— Start Excerpted text —

Fossil stratigraphies are highly multidimensional – many species, many samples – which makes it difficult to visualise the main patterns in the data. One way to cope is to use ordinations to find the main axes of variability in the data. I run ordinations on every core I analyse. In this post, I will run a variety of ordinations on the Lake Żabińskie chironomid stratigraphy from Larocque-Tobler et al (2015). I will compare the results with analyses of the chironomid training set and of the Round Loch of Glenhead diatom stratigraphy which shows the response to acid rain over a 140 year period.

This post will inevitably include an alphabet soup of methods that I don’t have space enough or time to fully explain. Apologies.

### Detrended correspondence analysis

I always start my ordination analysis with a detrended correspondence analysis (DCA). I’m interested in the length of the first axis of the DCA in standard deviation (SD) units, a measure of the amount of species turnover along the ecological gradient. An axis length of 4 SD would give almost complete turnover of species (think of a normal distribution, four standard deviations goes from one side to the other).

This axis length helps me choose an appropriate ordination method for further analyses.

library(vegan) library(rioja) data(RLGH)#load Round Loch of Glenhead data zdca <- decorana(sqrt(fos)) rdca <- decorana(sqrt(RLGH$spec)) keep <- colSums(spp > 0) >= 3 cdca <- decorana(sqrt(spp[, keep]))#training set

The length of the first axis of the Round Loch of Glenhead diatom stratigtaphy is 0.68 SD. This short axis length is typical for a core. The length of the first axis of the Żabińskie chironomid stratigraphy is 3.13 SD. This is remarkably long. By comparison, the first axis length of the chironomid training set is 3.23 SD. So although the temperature range spanned by the training set (3 – 27.5°C), is more than three times larger than the 20^{th} century temperature range at Żabińskie (12.9 – 20.7°C estimated from the reconstructions), and the training set covers a diverse range of lake depths and other ecologically important environmental variables, the first axis lengths are practically the same. This, like so much with the Żabińskie record, is remarkable.

### Unconstrained ordination

The first axis of an ordination is always the most important one. We can visualise how much more important than the other axes it is with a screeplot.

— End Excerpted text —

Given request: Resume the post on ordinating the Lake Żabińskie chironomid stratigraphy, starting right after its last sentence.

— Start Dataset section —

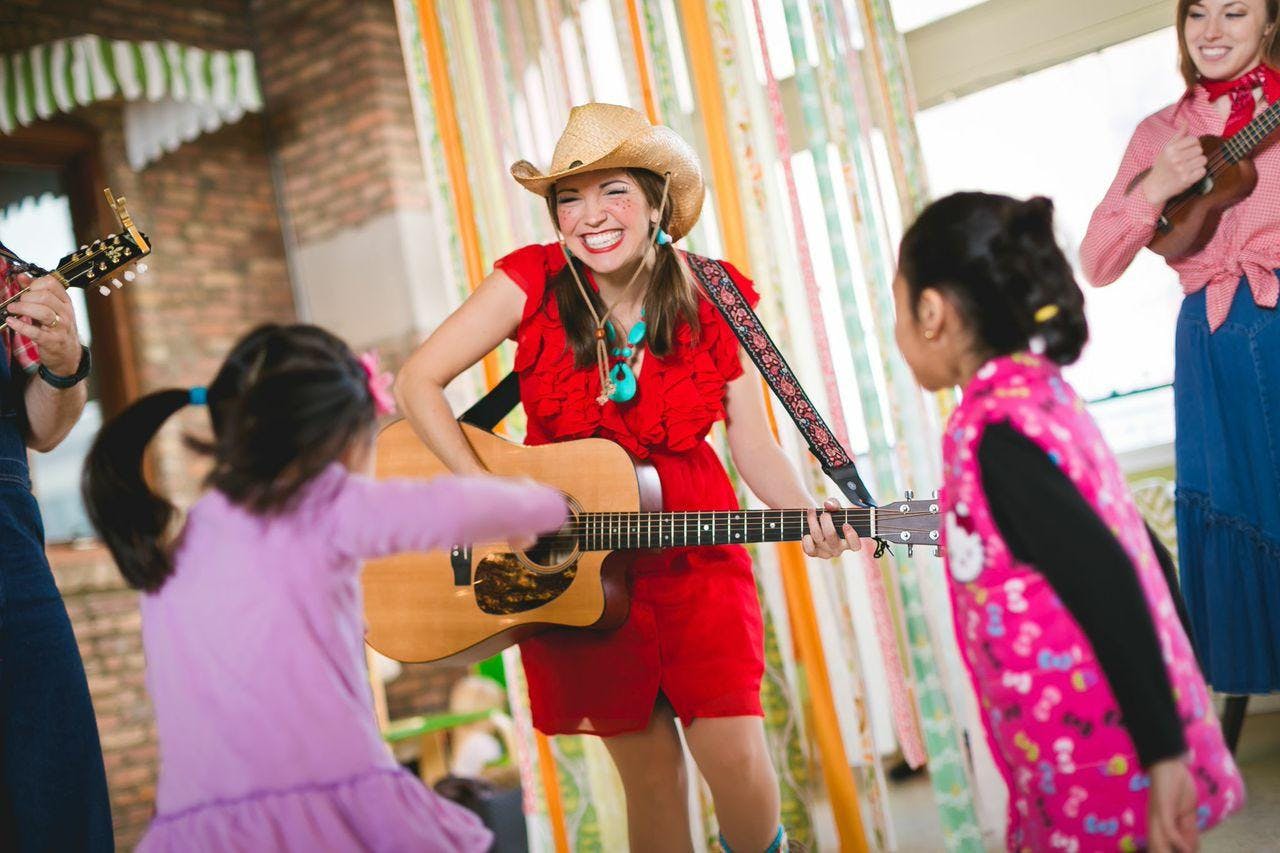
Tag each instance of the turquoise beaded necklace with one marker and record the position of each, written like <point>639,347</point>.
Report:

— End Dataset section —

Response below:
library(ggplot2) g1 <- ggscreeplot(rda(sqrt(RLGH$spec)), bstick = FALSE, title = "Round Loch of Glenhead PCA") g2 <- ggscreeplot(cca(sqrt(spp[, keep])), bstick = FALSE, title = "Chironomid training set CA") g3 <- ggscreeplot(cca(sqrt(fos)), bstick = FALSE, title = "Żabińskie chironomids CA")

For the Round Loch of Glenhead, the first axis is very much more important than the remaining axes. The samples form a baguette-shaped cloud. This implies that a single environmental gradient (probably pH) is responsible for the changes in the diatom stratigraphy.

For the chironomid training set, the first axis is much more important than the second, which in turn is much more important than the third. The importance of the second axis is probably inflated by an arch effect (visible in a biplot of the ordination), a common artefact in correspondence analysis which could be corrected with a DCA. The samples form a croissant-shaped cloud. This shape implies that there is one main environmental gradient through the training set – almost certainly temperature or something highly correlated with temperature.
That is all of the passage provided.